===== ENTRIES SHOWN =====

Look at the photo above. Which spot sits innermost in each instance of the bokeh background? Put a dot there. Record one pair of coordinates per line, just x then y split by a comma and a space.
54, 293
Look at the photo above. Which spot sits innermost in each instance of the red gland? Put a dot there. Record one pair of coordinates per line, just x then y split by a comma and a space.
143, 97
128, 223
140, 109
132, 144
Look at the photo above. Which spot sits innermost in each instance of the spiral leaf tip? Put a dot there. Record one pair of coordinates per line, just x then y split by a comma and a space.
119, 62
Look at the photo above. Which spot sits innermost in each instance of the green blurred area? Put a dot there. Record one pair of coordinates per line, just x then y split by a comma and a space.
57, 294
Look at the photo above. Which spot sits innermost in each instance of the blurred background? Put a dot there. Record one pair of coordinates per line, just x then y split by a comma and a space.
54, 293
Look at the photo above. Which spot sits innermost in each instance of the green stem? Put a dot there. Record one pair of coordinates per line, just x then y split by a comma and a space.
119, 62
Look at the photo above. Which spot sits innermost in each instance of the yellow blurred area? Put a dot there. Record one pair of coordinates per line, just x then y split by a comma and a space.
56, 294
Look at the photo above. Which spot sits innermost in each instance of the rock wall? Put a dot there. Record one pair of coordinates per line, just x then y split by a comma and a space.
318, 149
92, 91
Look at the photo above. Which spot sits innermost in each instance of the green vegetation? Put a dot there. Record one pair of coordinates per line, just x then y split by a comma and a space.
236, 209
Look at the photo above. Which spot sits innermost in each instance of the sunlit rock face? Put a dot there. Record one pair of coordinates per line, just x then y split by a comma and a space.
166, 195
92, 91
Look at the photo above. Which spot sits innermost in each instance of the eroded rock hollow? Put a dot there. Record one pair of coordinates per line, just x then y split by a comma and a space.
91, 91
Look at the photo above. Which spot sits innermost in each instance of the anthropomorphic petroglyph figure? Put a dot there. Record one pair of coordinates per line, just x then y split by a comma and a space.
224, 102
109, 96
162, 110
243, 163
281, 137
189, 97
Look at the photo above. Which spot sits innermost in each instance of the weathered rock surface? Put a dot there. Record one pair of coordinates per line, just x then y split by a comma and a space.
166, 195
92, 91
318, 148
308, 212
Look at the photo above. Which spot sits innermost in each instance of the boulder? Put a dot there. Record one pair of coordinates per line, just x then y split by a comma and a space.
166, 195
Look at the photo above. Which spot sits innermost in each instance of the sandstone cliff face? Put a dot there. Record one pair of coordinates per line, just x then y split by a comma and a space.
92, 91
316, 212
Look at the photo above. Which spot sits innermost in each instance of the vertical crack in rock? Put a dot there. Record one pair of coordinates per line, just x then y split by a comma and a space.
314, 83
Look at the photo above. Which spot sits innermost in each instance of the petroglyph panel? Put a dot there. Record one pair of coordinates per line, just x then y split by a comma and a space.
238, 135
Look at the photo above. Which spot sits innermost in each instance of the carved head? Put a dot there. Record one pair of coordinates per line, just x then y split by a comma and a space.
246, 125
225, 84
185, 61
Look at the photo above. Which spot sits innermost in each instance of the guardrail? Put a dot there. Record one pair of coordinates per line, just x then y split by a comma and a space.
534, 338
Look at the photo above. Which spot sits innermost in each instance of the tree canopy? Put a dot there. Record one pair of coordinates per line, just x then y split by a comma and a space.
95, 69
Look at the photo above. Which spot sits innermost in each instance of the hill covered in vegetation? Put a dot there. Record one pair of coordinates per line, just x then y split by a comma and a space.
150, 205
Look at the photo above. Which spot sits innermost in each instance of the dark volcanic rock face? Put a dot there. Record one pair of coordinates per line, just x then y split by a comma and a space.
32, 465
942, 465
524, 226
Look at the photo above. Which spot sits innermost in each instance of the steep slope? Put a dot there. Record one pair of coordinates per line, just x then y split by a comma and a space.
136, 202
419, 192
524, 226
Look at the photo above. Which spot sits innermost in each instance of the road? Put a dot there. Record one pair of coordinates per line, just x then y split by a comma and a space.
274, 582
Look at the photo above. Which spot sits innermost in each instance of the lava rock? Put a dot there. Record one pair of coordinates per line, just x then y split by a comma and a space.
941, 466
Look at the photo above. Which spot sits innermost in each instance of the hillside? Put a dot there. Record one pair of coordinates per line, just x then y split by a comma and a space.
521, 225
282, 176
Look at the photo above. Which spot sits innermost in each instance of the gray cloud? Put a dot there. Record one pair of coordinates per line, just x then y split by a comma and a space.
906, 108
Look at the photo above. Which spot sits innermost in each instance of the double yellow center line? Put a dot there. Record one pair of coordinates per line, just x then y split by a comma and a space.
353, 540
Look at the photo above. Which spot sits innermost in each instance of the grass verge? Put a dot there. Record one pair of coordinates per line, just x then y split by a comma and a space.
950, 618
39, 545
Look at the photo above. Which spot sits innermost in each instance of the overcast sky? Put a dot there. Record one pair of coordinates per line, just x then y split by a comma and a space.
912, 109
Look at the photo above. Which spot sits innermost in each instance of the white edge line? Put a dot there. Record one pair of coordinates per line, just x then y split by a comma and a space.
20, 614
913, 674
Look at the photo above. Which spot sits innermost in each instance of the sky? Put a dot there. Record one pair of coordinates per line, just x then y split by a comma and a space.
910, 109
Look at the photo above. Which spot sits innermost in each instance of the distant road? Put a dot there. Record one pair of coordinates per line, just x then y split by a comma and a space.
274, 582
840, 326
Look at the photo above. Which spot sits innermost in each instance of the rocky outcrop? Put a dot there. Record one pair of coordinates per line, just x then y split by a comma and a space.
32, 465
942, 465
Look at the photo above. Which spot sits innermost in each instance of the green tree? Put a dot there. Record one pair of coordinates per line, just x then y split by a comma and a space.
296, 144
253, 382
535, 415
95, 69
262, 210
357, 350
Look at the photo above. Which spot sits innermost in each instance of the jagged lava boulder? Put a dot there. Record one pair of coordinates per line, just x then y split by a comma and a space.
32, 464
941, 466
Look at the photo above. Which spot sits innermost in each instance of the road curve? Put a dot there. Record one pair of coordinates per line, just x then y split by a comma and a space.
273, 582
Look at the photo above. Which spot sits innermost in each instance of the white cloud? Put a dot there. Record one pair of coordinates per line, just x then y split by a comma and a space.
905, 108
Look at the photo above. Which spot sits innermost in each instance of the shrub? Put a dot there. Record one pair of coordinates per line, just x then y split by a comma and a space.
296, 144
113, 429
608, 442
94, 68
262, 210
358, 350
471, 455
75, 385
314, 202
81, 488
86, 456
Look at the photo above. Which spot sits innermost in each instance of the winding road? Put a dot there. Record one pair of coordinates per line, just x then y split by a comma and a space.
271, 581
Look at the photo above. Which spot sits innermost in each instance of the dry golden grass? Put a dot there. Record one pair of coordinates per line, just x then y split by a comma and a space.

=====

Retype all of the material, keeping each line exact.

> **THE ANSWER**:
Look at the photo above. Which spot sits innermost in each instance of the bokeh background? Put a dot there. Record one pair of coordinates per line, just x then y split by a comma and a space.
54, 293
Look at the photo above. Which spot sits innermost in each instance of the red gland? Put a dot there. Record one pair of coordinates per line, just x then y split by a comma and a space.
143, 97
128, 223
140, 109
132, 144
Look at the photo above. Which spot sits innermost in each instance of the spiral leaf tip? Put a dot there. Record one pair of coordinates per line, just x then y split by a comma and a space.
119, 62
Look at the photo above. Which spot sits innermost in each instance of the green blurred area? Put a dot there. Record one pair of coordinates per line, just x then y split by a comma and a space.
57, 294
Look at the photo above. Which spot sits innermost in each instance of the blurred background? Put a dot there. Record one pair of coordinates per line, just x then y split by a comma and a space.
54, 293
Look at the photo above. Which spot sits innermost in each instance of the green stem? Put a dot there. Record one pair of coordinates per line, just x then y split by a comma and a space.
119, 62
Look at the photo above. Which spot sits innermost in each instance of the yellow blurred area? Put a dot there. Record one pair of coordinates per line, just x then y split by a comma and a space.
56, 294
Look at the photo above. Which spot sits innermost in each instance of the rock wall? Put a dot there. Record one pair of coordinates per line, just x then y split by a comma and a space.
318, 149
92, 91
Look at the photo above. Which spot sits innermost in each instance of the green vegetation? Put a dot there. Record one pair of coordinates per line, just x then y split by a comma and a space.
236, 209
Look at the photo above. Which spot sits innermost in each instance of the sunlit rock face? Put a dot there. Record one pair of coordinates per line, just x then y split by a comma and a space.
166, 195
92, 91
Look at the photo above. Which spot sits innermost in each instance of the eroded rock hollow? Put a dot there. Record one pair of coordinates per line, just x then y split by a comma and a space.
91, 91
Look at the photo above. Which spot sits innermost in each instance of the anthropomorphic petroglyph figure? Put a dot there. Record one pair of coordinates per line, just x then y split by a comma and a space.
224, 102
109, 96
162, 110
243, 163
281, 137
189, 97
Look at the photo above. Which spot sits innermost in each instance of the weathered rock surface? Put a dot there. Record one pair of coordinates per line, just x then y split by a comma and a space.
166, 195
92, 91
318, 148
308, 212
Look at the photo above. Which spot sits innermost in each instance of the boulder? Put a dot there. Record one pair of coordinates per line, just x then y split by a comma and a space.
166, 195
Look at the photo above. Which spot sits innermost in each instance of the sandstone cliff face? Put a dot there. Record one pair of coordinates per line, just x then y split by a comma and a space.
92, 91
316, 212
Look at the photo above. Which spot sits innermost in each instance of the vertical crack in rock? Put a dot there. Record one pair of coordinates per line, just x then y split by a comma and a space.
314, 83
Look at the photo above. Which spot sits innermost in each instance of the petroglyph panel? Put a dot there. Record one pair of coordinates per line, just x then y split by a comma and a space.
238, 135
Look at the photo above. Which spot sits innermost in each instance of the carved head? Put a dot there. Record one pair of coordinates per line, just x then y split by a comma and a space.
246, 125
225, 84
185, 61
Look at the photo above. Which spot sits innermost in each instance of the guardrail? Put a dot there. Record one pair of coordinates per line, just x then y split by a comma and a space.
534, 338
Look at the photo above. Which spot sits innermost in each instance of the tree canopy? Put a dot there. Record one pair of coordinates per line, just x then y split by a comma and a space.
95, 69
Look at the photo above. Which spot sits innermost in each instance of the hill covered in vegetation? Put a dot there. Record one pair of coordinates per line, just x then y split by a comma and a space.
150, 205
Look at the photo above. Which spot sits innermost in each instance of the dark volcanic rock face? Put a dot there. Record one pair of coordinates per line, just x then y split by a comma and a space.
32, 465
942, 465
524, 226
Look at the photo above. Which spot sits innermost in each instance of the steep slope? Put a dot there. Record one pair of coordinates per line, just x then y split by a comma and a space.
136, 202
419, 192
524, 226
Look at the photo above. Which spot sits innermost in each instance of the road? Put a dot there. Record one pair of coordinates per line, just x then y split by a comma and a space.
274, 582
Look at the photo above. Which spot sits innermost in each instance of the lava rock? Put a dot there. Record one pair of coordinates per line, just x then y split by a comma and a space.
941, 466
Look at the photo above. Which spot sits innermost in each instance of the hillside? Put a dot there. Record one pair of coordinates per line, just x then y split by a comma and a space.
521, 225
282, 176
Look at the photo above. Which spot sits innermost in each instance of the gray cloud? Put a dot there. Record one pair of coordinates per line, just x then y split by a comma and a space.
906, 108
Look at the photo above. Which spot sits innermost in each instance of the double yellow center line? Put a dot there. Record one pair of coordinates per line, just x then y split by a comma and a space.
353, 540
Look at the photo above. Which spot sits innermost in each instance of the grass verge? Put a dot there. Record one pair of coordinates per line, just x then y split by a comma and a space.
950, 618
39, 545
Look at the photo above. Which spot sits innermost in each instance of the overcast sky? Put a dot there. Record one pair of coordinates per line, just x then y split by a comma and a space.
912, 109
Look at the photo above. Which spot sits innermost in each instance of the white edge line? Put a dot there. Record one pair of coordinates per line, just x then y split by a comma and a space.
20, 614
913, 674
Look at the photo above. Which spot sits innermost in each instance of the sky? Put a dot there. Record one pair of coordinates per line, just x then y split by a comma and a space.
910, 109
Look at the photo above. Which spot sits innermost in each instance of the distant road? Put a dot there. Record one pair of coordinates per line, just x then y split by a comma and a space.
274, 582
840, 326
Look at the photo above. Which spot sits innermost in each instance of the rocky outcrop? Put a dot there. Record one pair of coordinates per line, just x then y split by a comma and a space.
32, 465
942, 465
Look at the photo above. Which spot sits innermost in each instance of the green tree? Put a dot there. Record one pair of coordinates per line, just x then y split by a comma and a space.
296, 144
253, 382
535, 415
95, 69
262, 210
357, 350
Look at the photo above. Which spot sits innermost in each instance of the jagged lava boulder? Put a dot there. Record one pair of coordinates per line, just x then y split by a comma and a space.
32, 464
941, 466
Look at the photo above. Which spot sits innermost in each instance of the road curve? Put a dot there. Record one pair of coordinates per line, just x then y split by a comma and a space.
273, 582
Look at the photo above. Which spot sits innermost in each instance of the white cloud? Put a dot there. Record one pair of coordinates per line, just x then y split by a comma and a space.
905, 108
Look at the photo above. Which spot sits innermost in each instance of the shrub? Put a dot there. Record one pair of coordinates per line, just x then y split by a comma and a space.
296, 144
113, 429
608, 442
94, 68
262, 210
358, 350
471, 455
75, 385
314, 202
81, 488
86, 456
Look at the photo above. Which spot sits innermost in each instance of the winding road? Put a dot there. Record one pair of coordinates per line, just x then y split by a comma and a space.
271, 581
Look at the photo above. Which spot sits innermost in each instance of the dry golden grass? Put a dot there. Record one pair of coordinates per line, just x then y split by a comma and a space.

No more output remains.